#### Entries supplied

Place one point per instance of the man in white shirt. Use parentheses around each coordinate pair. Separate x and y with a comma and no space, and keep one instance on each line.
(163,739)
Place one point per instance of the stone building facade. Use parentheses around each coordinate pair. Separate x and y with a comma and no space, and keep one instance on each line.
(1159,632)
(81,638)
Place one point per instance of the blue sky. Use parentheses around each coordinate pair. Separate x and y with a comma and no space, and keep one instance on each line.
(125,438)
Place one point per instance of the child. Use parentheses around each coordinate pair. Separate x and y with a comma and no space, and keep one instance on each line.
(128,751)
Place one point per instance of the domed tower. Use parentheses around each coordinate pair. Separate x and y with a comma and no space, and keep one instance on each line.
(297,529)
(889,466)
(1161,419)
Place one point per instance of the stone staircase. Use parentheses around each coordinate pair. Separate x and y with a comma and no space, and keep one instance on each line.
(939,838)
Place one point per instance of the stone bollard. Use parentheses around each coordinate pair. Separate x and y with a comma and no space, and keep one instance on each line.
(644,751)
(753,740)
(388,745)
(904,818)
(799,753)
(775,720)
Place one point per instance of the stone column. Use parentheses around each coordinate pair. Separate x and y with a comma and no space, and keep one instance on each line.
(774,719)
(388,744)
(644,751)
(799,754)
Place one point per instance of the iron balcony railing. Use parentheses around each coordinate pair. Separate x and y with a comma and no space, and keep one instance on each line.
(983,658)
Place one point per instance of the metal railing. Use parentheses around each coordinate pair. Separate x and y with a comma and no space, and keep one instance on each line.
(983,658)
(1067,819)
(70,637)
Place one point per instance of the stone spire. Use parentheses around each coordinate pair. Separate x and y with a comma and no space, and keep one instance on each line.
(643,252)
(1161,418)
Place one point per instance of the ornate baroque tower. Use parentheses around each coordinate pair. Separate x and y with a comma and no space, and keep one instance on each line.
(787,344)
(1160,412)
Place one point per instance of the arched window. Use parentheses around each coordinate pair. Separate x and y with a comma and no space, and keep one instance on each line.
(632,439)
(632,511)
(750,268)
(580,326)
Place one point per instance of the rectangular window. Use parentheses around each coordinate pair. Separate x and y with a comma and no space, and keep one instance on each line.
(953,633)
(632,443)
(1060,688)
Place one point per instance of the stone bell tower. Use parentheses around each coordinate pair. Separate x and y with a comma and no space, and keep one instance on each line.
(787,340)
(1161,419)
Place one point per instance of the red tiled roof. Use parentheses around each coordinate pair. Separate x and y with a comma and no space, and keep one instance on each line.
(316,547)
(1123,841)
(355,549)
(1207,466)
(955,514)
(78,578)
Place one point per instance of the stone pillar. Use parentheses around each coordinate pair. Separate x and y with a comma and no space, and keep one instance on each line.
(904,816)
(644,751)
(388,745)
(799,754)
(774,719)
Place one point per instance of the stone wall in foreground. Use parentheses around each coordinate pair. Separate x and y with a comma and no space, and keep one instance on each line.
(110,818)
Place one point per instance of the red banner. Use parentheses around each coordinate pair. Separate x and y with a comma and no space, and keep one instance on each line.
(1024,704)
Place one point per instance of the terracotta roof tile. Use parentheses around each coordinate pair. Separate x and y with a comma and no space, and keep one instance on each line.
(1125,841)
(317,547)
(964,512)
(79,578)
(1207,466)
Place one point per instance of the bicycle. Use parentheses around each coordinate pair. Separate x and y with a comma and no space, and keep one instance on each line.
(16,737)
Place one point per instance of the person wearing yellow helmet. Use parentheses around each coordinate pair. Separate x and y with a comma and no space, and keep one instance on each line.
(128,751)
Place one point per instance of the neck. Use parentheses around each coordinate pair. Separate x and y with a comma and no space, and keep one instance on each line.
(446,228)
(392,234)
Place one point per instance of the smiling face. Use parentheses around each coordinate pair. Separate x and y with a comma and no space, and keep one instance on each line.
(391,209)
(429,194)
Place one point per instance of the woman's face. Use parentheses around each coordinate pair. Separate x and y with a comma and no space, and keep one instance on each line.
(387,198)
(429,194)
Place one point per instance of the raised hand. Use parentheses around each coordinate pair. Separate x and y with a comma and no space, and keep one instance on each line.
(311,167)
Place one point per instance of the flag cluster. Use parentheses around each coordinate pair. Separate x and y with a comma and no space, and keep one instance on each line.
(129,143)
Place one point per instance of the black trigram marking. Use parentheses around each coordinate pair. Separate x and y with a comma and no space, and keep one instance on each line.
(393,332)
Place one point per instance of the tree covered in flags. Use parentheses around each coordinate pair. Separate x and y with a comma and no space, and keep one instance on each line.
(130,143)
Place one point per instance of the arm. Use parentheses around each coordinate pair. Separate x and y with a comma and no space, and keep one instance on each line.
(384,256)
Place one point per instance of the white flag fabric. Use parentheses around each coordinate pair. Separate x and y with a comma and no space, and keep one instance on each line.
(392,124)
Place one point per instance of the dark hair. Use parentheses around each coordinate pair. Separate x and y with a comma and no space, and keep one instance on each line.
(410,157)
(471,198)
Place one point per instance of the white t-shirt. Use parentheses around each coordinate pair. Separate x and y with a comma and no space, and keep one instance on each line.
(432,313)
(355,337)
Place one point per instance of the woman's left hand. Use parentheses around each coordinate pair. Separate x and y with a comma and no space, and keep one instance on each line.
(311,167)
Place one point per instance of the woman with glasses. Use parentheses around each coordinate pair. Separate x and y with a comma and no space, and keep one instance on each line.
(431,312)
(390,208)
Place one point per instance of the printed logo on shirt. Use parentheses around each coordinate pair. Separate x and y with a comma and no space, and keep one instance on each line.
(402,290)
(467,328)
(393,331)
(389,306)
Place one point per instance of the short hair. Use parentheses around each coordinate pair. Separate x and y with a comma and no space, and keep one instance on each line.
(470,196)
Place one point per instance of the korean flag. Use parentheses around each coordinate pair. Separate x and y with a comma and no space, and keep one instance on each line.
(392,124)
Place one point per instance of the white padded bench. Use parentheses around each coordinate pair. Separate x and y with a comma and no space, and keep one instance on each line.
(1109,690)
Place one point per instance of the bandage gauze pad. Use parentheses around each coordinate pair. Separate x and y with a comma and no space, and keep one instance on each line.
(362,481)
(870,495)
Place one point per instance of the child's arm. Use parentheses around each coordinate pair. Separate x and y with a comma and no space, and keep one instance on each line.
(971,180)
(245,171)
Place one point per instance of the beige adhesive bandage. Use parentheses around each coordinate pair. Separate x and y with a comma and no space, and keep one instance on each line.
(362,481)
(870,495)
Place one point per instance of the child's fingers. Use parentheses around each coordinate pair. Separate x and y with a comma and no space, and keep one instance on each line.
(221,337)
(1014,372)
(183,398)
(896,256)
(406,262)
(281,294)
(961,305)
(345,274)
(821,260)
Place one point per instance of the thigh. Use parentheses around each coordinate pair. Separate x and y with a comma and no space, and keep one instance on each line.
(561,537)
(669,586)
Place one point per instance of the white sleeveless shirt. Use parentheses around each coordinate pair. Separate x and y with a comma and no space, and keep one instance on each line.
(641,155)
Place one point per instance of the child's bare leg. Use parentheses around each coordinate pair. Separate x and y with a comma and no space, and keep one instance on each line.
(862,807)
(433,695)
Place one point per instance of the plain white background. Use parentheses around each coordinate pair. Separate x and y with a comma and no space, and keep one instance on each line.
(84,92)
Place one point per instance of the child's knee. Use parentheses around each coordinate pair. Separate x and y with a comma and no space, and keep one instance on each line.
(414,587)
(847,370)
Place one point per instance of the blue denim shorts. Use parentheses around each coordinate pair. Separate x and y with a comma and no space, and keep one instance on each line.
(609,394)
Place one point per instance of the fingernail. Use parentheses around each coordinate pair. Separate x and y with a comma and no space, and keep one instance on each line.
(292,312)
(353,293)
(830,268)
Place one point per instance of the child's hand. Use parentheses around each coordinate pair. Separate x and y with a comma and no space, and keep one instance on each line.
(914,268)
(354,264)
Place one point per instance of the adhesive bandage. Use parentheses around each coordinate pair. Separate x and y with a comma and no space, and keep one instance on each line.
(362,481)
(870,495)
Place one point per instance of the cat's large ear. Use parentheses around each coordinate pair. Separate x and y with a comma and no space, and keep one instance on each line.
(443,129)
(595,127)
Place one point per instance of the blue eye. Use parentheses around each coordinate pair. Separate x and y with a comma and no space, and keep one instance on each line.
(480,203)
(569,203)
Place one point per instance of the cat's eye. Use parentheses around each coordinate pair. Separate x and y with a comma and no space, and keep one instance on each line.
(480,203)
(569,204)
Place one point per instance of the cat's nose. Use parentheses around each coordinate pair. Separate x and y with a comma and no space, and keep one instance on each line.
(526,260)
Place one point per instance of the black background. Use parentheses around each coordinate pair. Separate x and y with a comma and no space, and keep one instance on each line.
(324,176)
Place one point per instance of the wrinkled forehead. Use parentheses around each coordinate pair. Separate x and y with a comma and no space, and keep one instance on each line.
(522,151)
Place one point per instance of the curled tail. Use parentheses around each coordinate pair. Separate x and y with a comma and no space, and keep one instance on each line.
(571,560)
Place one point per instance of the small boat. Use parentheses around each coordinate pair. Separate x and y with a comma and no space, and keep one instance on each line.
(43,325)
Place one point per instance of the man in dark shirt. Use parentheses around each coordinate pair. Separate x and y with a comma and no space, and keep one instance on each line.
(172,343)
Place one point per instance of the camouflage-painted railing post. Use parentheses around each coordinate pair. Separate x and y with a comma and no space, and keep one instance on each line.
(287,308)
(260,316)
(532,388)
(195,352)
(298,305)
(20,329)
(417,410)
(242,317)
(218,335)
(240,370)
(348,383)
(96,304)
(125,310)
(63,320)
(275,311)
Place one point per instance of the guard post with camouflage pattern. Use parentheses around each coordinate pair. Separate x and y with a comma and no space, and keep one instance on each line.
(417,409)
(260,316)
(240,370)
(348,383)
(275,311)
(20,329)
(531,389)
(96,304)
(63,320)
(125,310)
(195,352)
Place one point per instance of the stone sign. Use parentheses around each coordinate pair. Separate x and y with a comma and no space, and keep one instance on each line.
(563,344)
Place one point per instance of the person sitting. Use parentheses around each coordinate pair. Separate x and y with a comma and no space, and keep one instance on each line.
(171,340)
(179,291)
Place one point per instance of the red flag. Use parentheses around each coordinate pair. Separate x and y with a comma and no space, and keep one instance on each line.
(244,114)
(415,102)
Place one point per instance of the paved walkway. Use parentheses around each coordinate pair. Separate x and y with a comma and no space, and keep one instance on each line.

########

* _Exercise requirements_
Nothing outside the span should appear: transcribe the lines from the one containing "Place one point per instance of the person sitting." through the last line of the records.

* _Exercise output_
Place one point per instance of the person sitting. Use parentheses around each coordinate pair. Separate x and y with a comma and no space, and keep one instance on each line.
(171,340)
(179,291)
Place one point per instance of the red flag. Use parentheses around each coordinate pair. Separate x and y with a comma and no space, and keep one instance on each line.
(244,114)
(415,102)
Place one point per instance of the paved walkway. Use parentheses around each coordinate pair. Separate x and y with a comma and no space, and keep one instance on each line.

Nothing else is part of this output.